On Friday afternoon, Premier Doug Ford said at a press conference he will welcome the report, however hard it will be to read.

"Because what happened in our long-term care homes, it was tragic, and it was terrible," he said. "But most of all, it can never be allowed to happen again. That's why I personally commissioned this report: to get answers to bring the long-standing problems to light, to do everything in my power to make sure that there's justice and answers for family members."

Ford also said he wouldn't make excuses for what happened, while also mentioning that he inherited problems in the system from "30 years of underinvestment from government after government, Liberal and Conservative."

"But none of that matters because I'm your premier today," he said. "And I don't want them to look back 20 years and say that we could have done more. So I will not stand here and try to make excuses or pass the blame. But I will stand here and tell you that I'm doing everything in my power as premier, and I'm sparing no expense to fix the system, to upgrade the homes that had been neglected for decades, to make the biggest single investment in the standard of care for our residents in a generation."

Ford was referring to the government's ongoing work to redevelop older long-term care homes and build new beds, as well as its commitment to increase the average hours of hands-on care residents get to four a day by 2025. While those improvements are welcomed even by the government's critics, they did not come in time to avert the tragedy of the last year.

The premier's comments struck a different tone than those of long-term care Minister Merrilee Fullerton earlier this week, following the release of the Auditor General's report on the COVID-19 crisis in long-term care. She said she was taking responsibility but likened her own role to running into a burning building to try to save people. She pinned the blame on the former Liberal government — and on the NDP that has not been in power in a quarter-century — and said of her own party: "We didn't start the fire."

Neither Fullerton nor Ford spelled out exactly what they're taking responsibility for.

QP Briefing has been reporting on the work of the long-term care commission since it was struck by Fullerton nine months ago, publishing dozens of articles. We broke the news that the commission accused the government of delaying the release of documents, impeding and negatively impacting its work. On that basis, the commission asked for an extension of the unusually short nine-month timeline for its work, but was denied.

The final report is expected to be given to the government late Friday and released to the public shortly thereafter. In the meantime, read our coverage of the commission's interviews with three key architects of the province's pandemic response: the minister of long-term care, the minister of health, and the chief medical officer.

  • The work of the commission hit a climax with its interview of Fullerton in March. She made headlines for having noted concerns about the asymptomatic spread of the virus long-term before the province's chief medical officer recognized that reality. She also made some more curious statements, like she doesn't know why the sector has such a high prevalence of part-time work, and it may be that it is the workers' choice. That's despite research from her own ministry that found part-time staff in the sector are seeking full-time work. We focused on that, as understaffing was one of the most severe problems facing the sector in the height of the pandemic, and remains so today. The interview also included a grilling of the minister on for-profit homes.
  • The commission's interview with the chief medical officer of health, Dr. David Williams, seemed focused on the commission's concerns that he didn't draw conclusions and act quickly enough to save lives in the fast-moving pandemic, and instead waited for evidence he didn't always see, asymptomatic spread being one key example.
  • The interview with Health Minister Christine Elliott focused in large part on the province's lack of preparedness for the pandemic. In her remarks, Elliott took responsibility for the province's failure to replenish its stockpile of emergency supplies after the medical masks and respirators — desperately needed at the beginning of the pandemic — had expired and been disposed of.

DESCRIPTION OF THE TASK:
Transcribe the long-term care article word for word from "QP Briefing has" to "chief medical officer.". The lines after this are separate from the article about Ontario's long-term care report.

DATA EXTRACT:
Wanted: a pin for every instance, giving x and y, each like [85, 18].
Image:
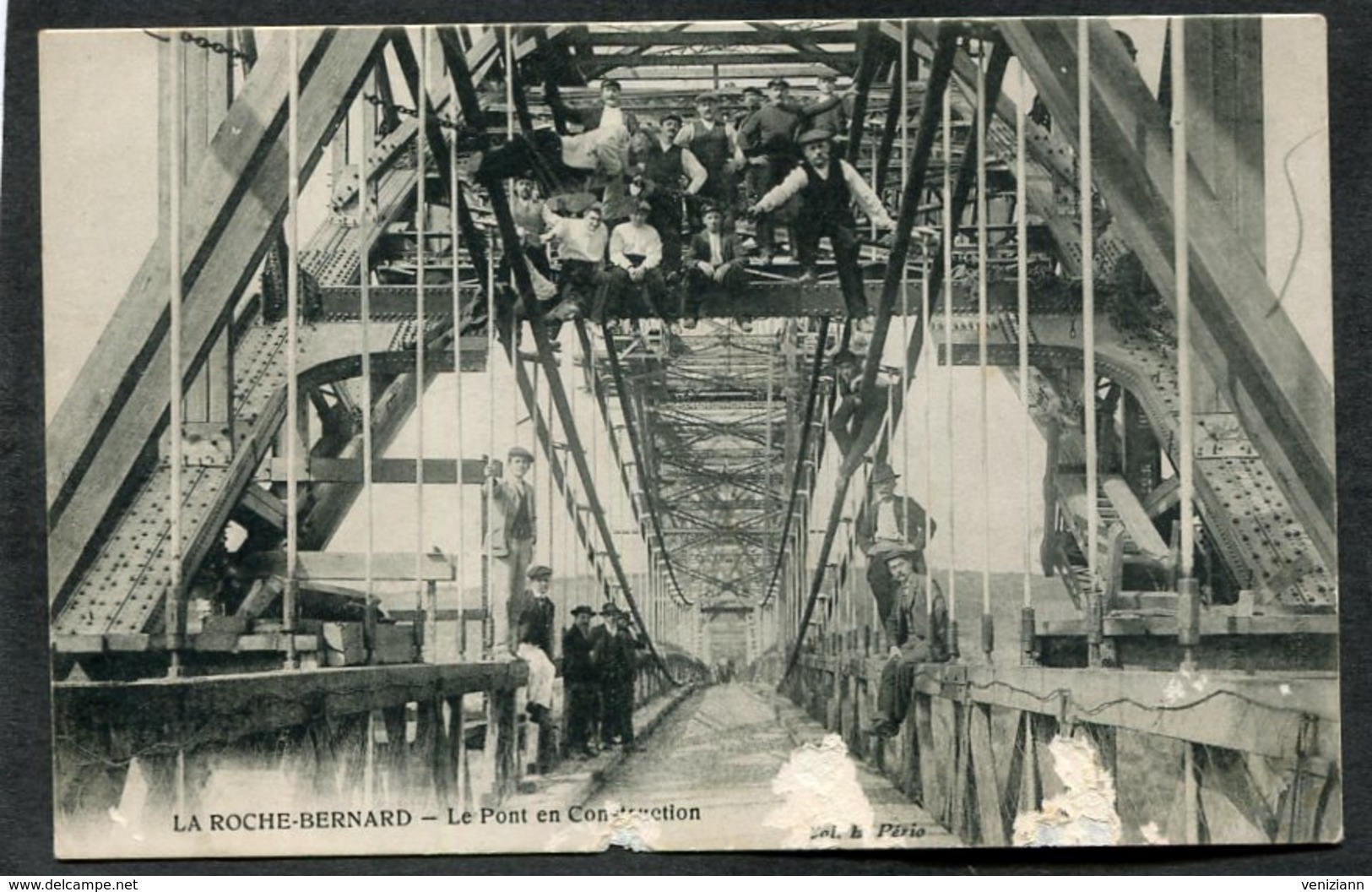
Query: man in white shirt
[513, 530]
[582, 246]
[717, 263]
[559, 160]
[636, 255]
[827, 187]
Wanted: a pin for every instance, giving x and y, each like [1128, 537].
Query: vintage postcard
[691, 435]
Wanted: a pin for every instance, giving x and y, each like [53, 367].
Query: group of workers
[599, 661]
[627, 193]
[599, 669]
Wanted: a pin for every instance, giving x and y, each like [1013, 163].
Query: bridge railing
[999, 753]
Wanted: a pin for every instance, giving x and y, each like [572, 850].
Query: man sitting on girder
[855, 423]
[917, 630]
[566, 160]
[889, 518]
[636, 255]
[582, 244]
[827, 187]
[768, 138]
[717, 261]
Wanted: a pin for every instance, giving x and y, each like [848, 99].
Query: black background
[25, 766]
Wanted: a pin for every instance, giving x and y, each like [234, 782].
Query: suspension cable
[1088, 331]
[1189, 600]
[948, 371]
[364, 255]
[173, 614]
[292, 386]
[983, 360]
[1022, 294]
[454, 199]
[423, 610]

YOUR RESPONSE:
QP Briefing has been reporting on the work of the long-term care commission since it was struck by Fullerton nine months ago, publishing dozens of articles. We broke the news that the commission accused the government of delaying the release of documents, impeding and negatively impacting its work. On that basis, the commission asked for an extension of the unusually short nine-month timeline for its work, but was denied.

The final report is expected to be given to the government late Friday and released to the public shortly thereafter. In the meantime, read our coverage of the commission's interviews with three key architects of the province's pandemic response: the minister of long-term care, the minister of health, and the chief medical officer.